Brano da leggere:
A Louis Aragon che gli chiedeva un parere sulla modella, Matisse aveva risposto inequivocabilmente: “E’ la fonte della mia energia”. Nel 1942, la 21enne Monique, che aveva perso il padre e aveva problemi polmonari, giunse da Matisse a Vence. Venne assunta come infermiera e contribuì a riportare Matisse, più che settantenne, alla vita, dopo una grave malattia, dalla quale era stato costretto all’infermità. L’artista non mancò di sottolineare quel volto che si avvicinava al suo, sprofondato tra i cuscini, per poter alzare un po’ il malato affinchè non restasse troppo tempo in una posizione sdraiata. Il pittore non dimenticava quell’invito inconsapevole alla vita che giungeva dalla ragazza con la “splendida massa di capelli” e con le sue braccia. Tra i due dovette svilupparsi una sorta di legame molto profondo, probabilmente platonico, qualcosa che poteva somigliare un reciproco scambio di gentilezze, quasi un flirt.
All’improvviso, Monique decise di abbandonare la casa di Matisse (1943)e di farsi suora. Pur non essendo praticante e non credendo a una divinità umanizzata e umanizzabile, l’artista vedeva panteisticamente il sacro e lo spirituale disseminato nel mondo. Fu così che, dopo un presumibile sconcerto, accettò con gioia di assecondare l’idea di Monique – entrata nel frattempo nell’ordine domenicano, con il nome di Jacques Marie -.
Si videro spesso – il convento era vicino alla casa del pittore e progettarono una cappella per il convento delle suore, che l’artista realizzò in ogni sua parte. A causa dell’intensificarsi dei pettegolezzi, suscitati anche dalla stampa internazionale, i vertici domenicani consigliarono vivamente alla suora di non frequentare il pittore. Iniziata nel 1948, l’impegnativa impresa fu completata nel 1952. La Chapelle du Rosaire fu considerata da Matisse il proprio capolavoro. Ogni parte dell’edificio sacro fu da lui progettato o decorato: le vetrate, le panche, gli stalli, i vetri, le ceramiche i paramenti liturgici.

Attività da svolgere:
a: Secondo il brano su Matisse e Monique, in che anno fu completata la Chapelle du Rosaire?
b: Per favore, riscrivi il brano su Matisse e Monique da "Si videro spesso" a "i paramenti liturgici.", estremi inclusi, sostituendo "pittore" con "maestro".

Dati grezzi:

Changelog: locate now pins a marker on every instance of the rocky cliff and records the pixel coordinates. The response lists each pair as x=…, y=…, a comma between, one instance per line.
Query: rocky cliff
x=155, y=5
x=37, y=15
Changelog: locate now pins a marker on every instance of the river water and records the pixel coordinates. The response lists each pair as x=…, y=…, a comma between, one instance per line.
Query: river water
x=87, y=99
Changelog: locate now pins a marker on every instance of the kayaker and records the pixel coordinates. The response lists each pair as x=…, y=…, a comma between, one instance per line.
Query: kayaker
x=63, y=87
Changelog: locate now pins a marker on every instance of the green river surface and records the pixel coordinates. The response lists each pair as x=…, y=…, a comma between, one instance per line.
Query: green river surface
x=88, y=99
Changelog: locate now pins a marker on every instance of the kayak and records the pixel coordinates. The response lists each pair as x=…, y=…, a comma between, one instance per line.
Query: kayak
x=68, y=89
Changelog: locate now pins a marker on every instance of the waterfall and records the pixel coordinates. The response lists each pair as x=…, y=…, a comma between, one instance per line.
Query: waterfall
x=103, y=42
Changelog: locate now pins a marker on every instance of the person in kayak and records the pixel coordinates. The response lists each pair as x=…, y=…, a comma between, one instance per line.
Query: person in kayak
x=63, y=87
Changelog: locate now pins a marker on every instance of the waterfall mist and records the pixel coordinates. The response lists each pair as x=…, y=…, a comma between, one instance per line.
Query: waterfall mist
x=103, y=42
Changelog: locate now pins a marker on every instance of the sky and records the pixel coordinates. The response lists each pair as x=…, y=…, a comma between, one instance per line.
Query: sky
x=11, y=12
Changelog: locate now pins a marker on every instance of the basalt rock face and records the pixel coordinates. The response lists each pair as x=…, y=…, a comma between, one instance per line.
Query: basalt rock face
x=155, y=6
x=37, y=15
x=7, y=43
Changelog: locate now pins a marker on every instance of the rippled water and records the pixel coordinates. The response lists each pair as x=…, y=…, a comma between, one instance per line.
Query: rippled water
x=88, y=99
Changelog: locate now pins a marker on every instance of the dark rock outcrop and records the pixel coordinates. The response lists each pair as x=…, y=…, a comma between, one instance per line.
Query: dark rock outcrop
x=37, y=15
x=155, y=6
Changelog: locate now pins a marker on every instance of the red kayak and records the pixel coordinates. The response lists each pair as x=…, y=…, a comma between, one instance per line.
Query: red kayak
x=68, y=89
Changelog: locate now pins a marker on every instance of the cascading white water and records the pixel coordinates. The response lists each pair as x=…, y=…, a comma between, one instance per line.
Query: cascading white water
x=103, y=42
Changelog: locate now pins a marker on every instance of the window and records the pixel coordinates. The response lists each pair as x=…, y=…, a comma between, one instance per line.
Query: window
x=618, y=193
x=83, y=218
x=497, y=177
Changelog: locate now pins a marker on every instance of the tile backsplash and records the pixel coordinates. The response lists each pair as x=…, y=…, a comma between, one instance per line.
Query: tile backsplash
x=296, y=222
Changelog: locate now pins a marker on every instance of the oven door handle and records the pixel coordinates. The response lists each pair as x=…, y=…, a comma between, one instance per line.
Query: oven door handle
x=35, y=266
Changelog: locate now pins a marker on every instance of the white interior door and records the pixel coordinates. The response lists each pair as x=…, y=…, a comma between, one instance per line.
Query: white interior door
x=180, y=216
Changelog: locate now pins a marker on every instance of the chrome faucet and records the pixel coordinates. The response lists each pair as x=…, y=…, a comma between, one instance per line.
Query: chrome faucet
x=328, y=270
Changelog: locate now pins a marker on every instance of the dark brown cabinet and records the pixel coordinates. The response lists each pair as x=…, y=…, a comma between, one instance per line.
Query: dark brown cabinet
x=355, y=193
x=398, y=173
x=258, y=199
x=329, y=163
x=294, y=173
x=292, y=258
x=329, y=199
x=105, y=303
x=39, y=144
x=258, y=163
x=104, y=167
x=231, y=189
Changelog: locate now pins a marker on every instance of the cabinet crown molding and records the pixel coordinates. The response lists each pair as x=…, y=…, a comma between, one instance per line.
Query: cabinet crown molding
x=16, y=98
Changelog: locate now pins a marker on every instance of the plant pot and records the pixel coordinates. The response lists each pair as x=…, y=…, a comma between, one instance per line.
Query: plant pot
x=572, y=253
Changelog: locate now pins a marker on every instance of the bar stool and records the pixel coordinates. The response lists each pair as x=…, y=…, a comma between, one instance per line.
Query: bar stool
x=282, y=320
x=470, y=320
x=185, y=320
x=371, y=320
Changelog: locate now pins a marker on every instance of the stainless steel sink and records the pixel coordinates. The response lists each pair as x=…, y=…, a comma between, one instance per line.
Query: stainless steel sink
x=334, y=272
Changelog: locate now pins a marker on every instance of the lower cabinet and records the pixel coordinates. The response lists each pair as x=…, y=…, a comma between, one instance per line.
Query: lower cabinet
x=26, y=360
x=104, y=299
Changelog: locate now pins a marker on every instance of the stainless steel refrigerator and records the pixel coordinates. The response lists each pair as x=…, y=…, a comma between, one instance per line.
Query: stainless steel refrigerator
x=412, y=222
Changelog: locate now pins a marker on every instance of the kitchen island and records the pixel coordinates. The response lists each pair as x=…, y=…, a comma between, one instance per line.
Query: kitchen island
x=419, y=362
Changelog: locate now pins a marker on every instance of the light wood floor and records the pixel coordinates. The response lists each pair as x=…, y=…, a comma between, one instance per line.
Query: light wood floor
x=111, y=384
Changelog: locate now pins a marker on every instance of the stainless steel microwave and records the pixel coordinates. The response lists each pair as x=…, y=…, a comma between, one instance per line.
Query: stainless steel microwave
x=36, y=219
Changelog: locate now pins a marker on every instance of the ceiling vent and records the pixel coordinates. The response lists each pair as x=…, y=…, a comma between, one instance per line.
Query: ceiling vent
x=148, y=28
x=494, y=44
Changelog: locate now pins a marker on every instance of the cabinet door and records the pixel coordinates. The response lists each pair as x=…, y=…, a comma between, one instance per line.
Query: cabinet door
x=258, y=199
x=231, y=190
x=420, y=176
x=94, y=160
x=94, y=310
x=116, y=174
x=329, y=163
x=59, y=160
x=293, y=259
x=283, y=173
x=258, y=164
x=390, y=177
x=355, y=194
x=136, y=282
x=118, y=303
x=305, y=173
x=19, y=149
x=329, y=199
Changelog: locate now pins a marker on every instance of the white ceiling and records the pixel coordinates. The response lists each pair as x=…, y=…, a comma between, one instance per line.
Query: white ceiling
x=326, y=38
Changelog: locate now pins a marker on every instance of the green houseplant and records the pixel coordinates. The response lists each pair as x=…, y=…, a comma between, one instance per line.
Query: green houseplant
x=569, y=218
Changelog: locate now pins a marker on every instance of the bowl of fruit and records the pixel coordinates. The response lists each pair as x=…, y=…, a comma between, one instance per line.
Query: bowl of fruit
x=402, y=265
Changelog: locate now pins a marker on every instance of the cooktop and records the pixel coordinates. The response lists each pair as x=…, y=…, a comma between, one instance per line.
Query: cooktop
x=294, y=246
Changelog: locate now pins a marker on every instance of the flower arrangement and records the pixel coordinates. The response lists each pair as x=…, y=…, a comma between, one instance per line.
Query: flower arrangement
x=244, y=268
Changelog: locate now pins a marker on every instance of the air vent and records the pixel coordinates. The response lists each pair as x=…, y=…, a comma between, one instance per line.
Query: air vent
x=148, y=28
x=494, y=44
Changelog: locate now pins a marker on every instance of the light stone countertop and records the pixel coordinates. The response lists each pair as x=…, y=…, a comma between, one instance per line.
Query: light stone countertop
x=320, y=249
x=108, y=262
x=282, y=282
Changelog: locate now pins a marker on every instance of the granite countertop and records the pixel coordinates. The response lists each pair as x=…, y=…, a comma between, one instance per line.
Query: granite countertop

Elenco soluzioni:
a: Nel 1952.

b:
Si videro spesso – il convento era vicino alla casa del maestro e progettarono una cappella per il convento delle suore, che l’artista realizzò in ogni sua parte. A causa dell’intensificarsi dei pettegolezzi, suscitati anche dalla stampa internazionale, i vertici domenicani consigliarono vivamente alla suora di non frequentare il maestro. Iniziata nel 1948, l’impegnativa impresa fu completata nel 1952. La Chapelle du Rosaire fu considerata da Matisse il proprio capolavoro. Ogni parte dell’edificio sacro fu da lui progettato o decorato: le vetrate, le panche, gli stalli, i vetri, le ceramiche i paramenti liturgici.